# Entries provided
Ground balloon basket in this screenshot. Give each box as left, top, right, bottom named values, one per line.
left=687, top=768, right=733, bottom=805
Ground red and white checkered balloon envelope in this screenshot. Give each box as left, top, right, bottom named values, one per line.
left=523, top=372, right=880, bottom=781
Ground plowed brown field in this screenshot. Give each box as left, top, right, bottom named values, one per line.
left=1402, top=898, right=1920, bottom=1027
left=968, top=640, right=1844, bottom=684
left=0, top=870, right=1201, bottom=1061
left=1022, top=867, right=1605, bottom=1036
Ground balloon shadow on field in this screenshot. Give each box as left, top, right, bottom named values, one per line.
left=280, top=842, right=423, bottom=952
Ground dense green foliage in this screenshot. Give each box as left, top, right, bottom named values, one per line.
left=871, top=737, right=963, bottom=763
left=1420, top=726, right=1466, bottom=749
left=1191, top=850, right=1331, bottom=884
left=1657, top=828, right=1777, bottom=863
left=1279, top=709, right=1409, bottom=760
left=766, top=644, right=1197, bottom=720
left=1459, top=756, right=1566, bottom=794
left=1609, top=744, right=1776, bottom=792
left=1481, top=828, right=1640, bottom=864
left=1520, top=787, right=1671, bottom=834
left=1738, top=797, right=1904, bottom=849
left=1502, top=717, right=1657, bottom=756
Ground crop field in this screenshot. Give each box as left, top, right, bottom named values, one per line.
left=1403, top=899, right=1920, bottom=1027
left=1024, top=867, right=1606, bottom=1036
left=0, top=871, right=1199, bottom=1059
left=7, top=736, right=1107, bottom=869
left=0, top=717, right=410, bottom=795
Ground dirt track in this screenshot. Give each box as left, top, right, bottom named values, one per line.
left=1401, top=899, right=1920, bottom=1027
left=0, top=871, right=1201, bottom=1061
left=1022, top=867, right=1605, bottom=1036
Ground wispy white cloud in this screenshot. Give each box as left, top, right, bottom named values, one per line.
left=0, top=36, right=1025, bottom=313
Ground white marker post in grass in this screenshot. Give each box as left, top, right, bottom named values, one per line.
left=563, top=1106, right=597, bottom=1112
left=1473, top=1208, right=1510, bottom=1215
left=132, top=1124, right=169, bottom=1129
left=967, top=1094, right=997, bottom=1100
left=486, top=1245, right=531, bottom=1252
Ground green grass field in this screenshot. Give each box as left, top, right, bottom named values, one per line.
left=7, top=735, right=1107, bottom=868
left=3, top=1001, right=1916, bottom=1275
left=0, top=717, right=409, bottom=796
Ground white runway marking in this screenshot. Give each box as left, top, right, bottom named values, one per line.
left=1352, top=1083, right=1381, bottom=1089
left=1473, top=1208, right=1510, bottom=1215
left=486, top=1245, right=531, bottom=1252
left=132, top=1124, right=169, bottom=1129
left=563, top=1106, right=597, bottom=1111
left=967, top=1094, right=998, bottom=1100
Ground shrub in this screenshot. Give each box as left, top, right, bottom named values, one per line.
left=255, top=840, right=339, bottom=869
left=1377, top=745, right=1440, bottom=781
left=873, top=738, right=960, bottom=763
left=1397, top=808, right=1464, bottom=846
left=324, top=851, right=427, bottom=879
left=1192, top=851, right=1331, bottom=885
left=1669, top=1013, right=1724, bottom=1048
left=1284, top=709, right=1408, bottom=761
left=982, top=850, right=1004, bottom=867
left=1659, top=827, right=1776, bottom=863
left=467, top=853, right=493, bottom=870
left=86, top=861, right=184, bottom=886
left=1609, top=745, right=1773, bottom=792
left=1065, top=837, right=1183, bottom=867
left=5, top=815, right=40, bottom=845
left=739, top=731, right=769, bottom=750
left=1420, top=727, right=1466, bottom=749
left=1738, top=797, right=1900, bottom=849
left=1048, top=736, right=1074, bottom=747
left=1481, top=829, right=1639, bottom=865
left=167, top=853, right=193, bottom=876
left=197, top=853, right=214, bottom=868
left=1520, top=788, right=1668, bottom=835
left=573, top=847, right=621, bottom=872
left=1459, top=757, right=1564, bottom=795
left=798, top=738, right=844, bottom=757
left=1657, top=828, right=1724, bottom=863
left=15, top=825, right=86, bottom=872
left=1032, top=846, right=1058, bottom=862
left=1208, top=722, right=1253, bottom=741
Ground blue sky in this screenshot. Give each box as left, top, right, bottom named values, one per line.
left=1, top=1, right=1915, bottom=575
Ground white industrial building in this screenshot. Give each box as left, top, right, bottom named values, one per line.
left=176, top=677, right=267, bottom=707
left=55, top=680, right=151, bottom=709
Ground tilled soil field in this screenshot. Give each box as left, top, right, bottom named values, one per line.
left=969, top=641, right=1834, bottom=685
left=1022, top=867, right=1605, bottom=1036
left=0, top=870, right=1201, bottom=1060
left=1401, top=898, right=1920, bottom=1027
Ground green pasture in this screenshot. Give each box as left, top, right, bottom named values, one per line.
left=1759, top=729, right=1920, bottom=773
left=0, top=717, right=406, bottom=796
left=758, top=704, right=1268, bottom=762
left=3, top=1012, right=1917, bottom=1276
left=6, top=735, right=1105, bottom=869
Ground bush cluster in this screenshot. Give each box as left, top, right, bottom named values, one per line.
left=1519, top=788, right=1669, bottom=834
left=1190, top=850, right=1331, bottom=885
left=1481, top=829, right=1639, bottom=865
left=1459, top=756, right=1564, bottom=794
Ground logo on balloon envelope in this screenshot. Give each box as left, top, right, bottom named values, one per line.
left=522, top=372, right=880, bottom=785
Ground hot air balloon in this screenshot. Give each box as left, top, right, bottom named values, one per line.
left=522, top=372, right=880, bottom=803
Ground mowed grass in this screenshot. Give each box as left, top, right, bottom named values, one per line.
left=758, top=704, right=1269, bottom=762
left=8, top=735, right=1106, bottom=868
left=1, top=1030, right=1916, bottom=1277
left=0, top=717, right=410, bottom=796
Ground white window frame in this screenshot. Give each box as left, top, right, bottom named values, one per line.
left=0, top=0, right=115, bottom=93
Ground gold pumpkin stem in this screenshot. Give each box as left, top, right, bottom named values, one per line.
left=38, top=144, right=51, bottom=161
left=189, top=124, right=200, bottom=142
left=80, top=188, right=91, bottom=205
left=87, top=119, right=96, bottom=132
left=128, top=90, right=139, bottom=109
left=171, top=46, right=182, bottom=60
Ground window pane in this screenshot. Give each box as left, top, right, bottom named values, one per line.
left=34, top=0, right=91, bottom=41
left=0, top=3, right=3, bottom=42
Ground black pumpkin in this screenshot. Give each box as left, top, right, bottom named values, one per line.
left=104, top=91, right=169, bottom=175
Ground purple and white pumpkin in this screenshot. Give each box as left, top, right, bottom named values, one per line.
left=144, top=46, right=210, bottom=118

# Prompt
Nothing should be dropped or changed, so repeat all of the entries exactly.

# Output for this task
Ground balloon basket in this screenshot. Give each box as left, top, right, bottom named values, one per line.
left=687, top=768, right=733, bottom=805
Ground red and white checkered balloon envelope in this screenshot. Give each box as left, top, right, bottom named values, one per line.
left=523, top=372, right=880, bottom=781
Ground plowed brown field in this screenshot. Give each box as left, top, right, bottom named values, one per line.
left=1402, top=898, right=1920, bottom=1027
left=968, top=640, right=1844, bottom=684
left=0, top=870, right=1201, bottom=1061
left=1022, top=867, right=1605, bottom=1036
Ground balloon shadow on field in this screenshot. Give each box as left, top, right, bottom named values, one per line.
left=280, top=842, right=423, bottom=952
Ground dense green foliage in this screenshot. Give each box as left, top, right, bottom named values, one per line.
left=871, top=737, right=963, bottom=763
left=1420, top=726, right=1466, bottom=749
left=1191, top=850, right=1331, bottom=884
left=1657, top=828, right=1777, bottom=863
left=1279, top=709, right=1409, bottom=760
left=766, top=644, right=1197, bottom=720
left=1459, top=756, right=1566, bottom=794
left=1609, top=744, right=1776, bottom=792
left=1481, top=828, right=1640, bottom=864
left=1520, top=787, right=1671, bottom=834
left=1738, top=797, right=1904, bottom=849
left=1502, top=717, right=1657, bottom=756
Ground crop field in this screenshot. Give each box as left, top, right, bottom named values, one per line.
left=1403, top=899, right=1920, bottom=1027
left=1024, top=867, right=1606, bottom=1036
left=0, top=871, right=1199, bottom=1059
left=7, top=736, right=1107, bottom=869
left=0, top=717, right=410, bottom=795
Ground dirt track in this screenshot. Give each box as left, top, right, bottom named values, one per line.
left=1401, top=899, right=1920, bottom=1027
left=0, top=871, right=1201, bottom=1061
left=1022, top=867, right=1605, bottom=1036
Ground wispy white cloud in this screenshot. Give each box as left, top, right, bottom named values, one per line.
left=0, top=36, right=1025, bottom=313
Ground white marker post in grass in this screenshot. Give each box as left, top, right, bottom named values, one per line.
left=563, top=1106, right=597, bottom=1112
left=1473, top=1208, right=1510, bottom=1215
left=132, top=1124, right=169, bottom=1129
left=967, top=1094, right=997, bottom=1100
left=486, top=1245, right=531, bottom=1252
Ground green grass field in this screenshot. Give each box as left, top, right, bottom named values, one per line.
left=7, top=735, right=1107, bottom=868
left=3, top=1001, right=1916, bottom=1275
left=0, top=717, right=409, bottom=796
Ground white runway marking in this screenshot. Give each box as left, top, right, bottom named values, one per line.
left=1352, top=1083, right=1381, bottom=1089
left=1473, top=1208, right=1510, bottom=1215
left=486, top=1245, right=531, bottom=1252
left=132, top=1124, right=169, bottom=1129
left=563, top=1106, right=597, bottom=1111
left=967, top=1094, right=998, bottom=1100
Ground shrub in this screenshot. Give each box as left, top, right, bottom named values, one per line.
left=255, top=840, right=339, bottom=869
left=1377, top=745, right=1440, bottom=781
left=873, top=738, right=960, bottom=763
left=1397, top=808, right=1464, bottom=846
left=324, top=851, right=427, bottom=879
left=1192, top=851, right=1331, bottom=885
left=1669, top=1013, right=1724, bottom=1048
left=1284, top=709, right=1408, bottom=761
left=982, top=850, right=1004, bottom=867
left=1659, top=827, right=1776, bottom=863
left=467, top=853, right=493, bottom=870
left=86, top=861, right=184, bottom=886
left=1609, top=745, right=1773, bottom=792
left=1065, top=837, right=1183, bottom=867
left=5, top=815, right=40, bottom=845
left=739, top=731, right=769, bottom=750
left=1420, top=727, right=1466, bottom=749
left=1738, top=797, right=1900, bottom=849
left=1048, top=736, right=1074, bottom=747
left=1481, top=829, right=1639, bottom=865
left=167, top=853, right=193, bottom=876
left=197, top=853, right=214, bottom=868
left=1520, top=788, right=1668, bottom=835
left=573, top=847, right=621, bottom=872
left=1459, top=757, right=1564, bottom=795
left=798, top=738, right=844, bottom=757
left=1657, top=828, right=1724, bottom=863
left=15, top=825, right=86, bottom=872
left=1032, top=846, right=1058, bottom=862
left=1208, top=722, right=1253, bottom=741
Ground blue sky in this screenshot. Give each box as left, top, right, bottom named values, one per line.
left=1, top=1, right=1915, bottom=575
Ground white industrial building in this screenshot. Give each box as left, top, right, bottom named values, one per line.
left=176, top=677, right=267, bottom=707
left=55, top=680, right=151, bottom=709
Ground tilled soil field in this screenshot. Give each box as left, top, right, bottom named values, one per line.
left=969, top=641, right=1834, bottom=685
left=1022, top=867, right=1605, bottom=1036
left=0, top=870, right=1201, bottom=1060
left=1401, top=898, right=1920, bottom=1027
Ground green pasture in this screenshot. Give each box as left, top, right, bottom named values, one per line.
left=1759, top=729, right=1920, bottom=773
left=0, top=717, right=406, bottom=796
left=758, top=704, right=1268, bottom=762
left=3, top=1012, right=1917, bottom=1276
left=6, top=735, right=1105, bottom=869
Ground bush cluster in this screenshot. Give each box as left, top, right, bottom named values, one per line.
left=1519, top=788, right=1669, bottom=834
left=1190, top=850, right=1331, bottom=885
left=1481, top=829, right=1639, bottom=865
left=1459, top=756, right=1564, bottom=794
Ground logo on balloon envelope in this screenshot. Give each box as left, top, right, bottom named values, one per line.
left=522, top=372, right=880, bottom=785
Ground hot air balloon in this screenshot. Give each box as left, top, right, bottom named values, one per line.
left=522, top=372, right=880, bottom=803
Ground mowed grass in this screenshot. Give each box as left, top, right, bottom named values, one per line.
left=758, top=704, right=1269, bottom=762
left=8, top=735, right=1106, bottom=868
left=1, top=1030, right=1916, bottom=1277
left=0, top=717, right=410, bottom=796
Ground white window frame in this screenshot. Give each box as left, top, right, bottom named values, one per line.
left=0, top=0, right=115, bottom=93
Ground gold pumpkin stem in this screenshot. Give each box as left, top, right, bottom named values, one per line.
left=38, top=144, right=51, bottom=161
left=189, top=124, right=200, bottom=142
left=80, top=188, right=91, bottom=205
left=87, top=119, right=96, bottom=132
left=128, top=90, right=139, bottom=109
left=171, top=46, right=182, bottom=60
Ground window pane in this screenshot. Give each box as left, top, right, bottom named values, one per line.
left=34, top=0, right=91, bottom=41
left=0, top=3, right=3, bottom=42
Ground black pumpkin in this screenshot. Give each box as left, top, right, bottom named values, one per line.
left=104, top=91, right=169, bottom=175
Ground purple and white pumpkin in this screenshot. Give each box as left, top, right, bottom named values, one per line.
left=144, top=46, right=210, bottom=118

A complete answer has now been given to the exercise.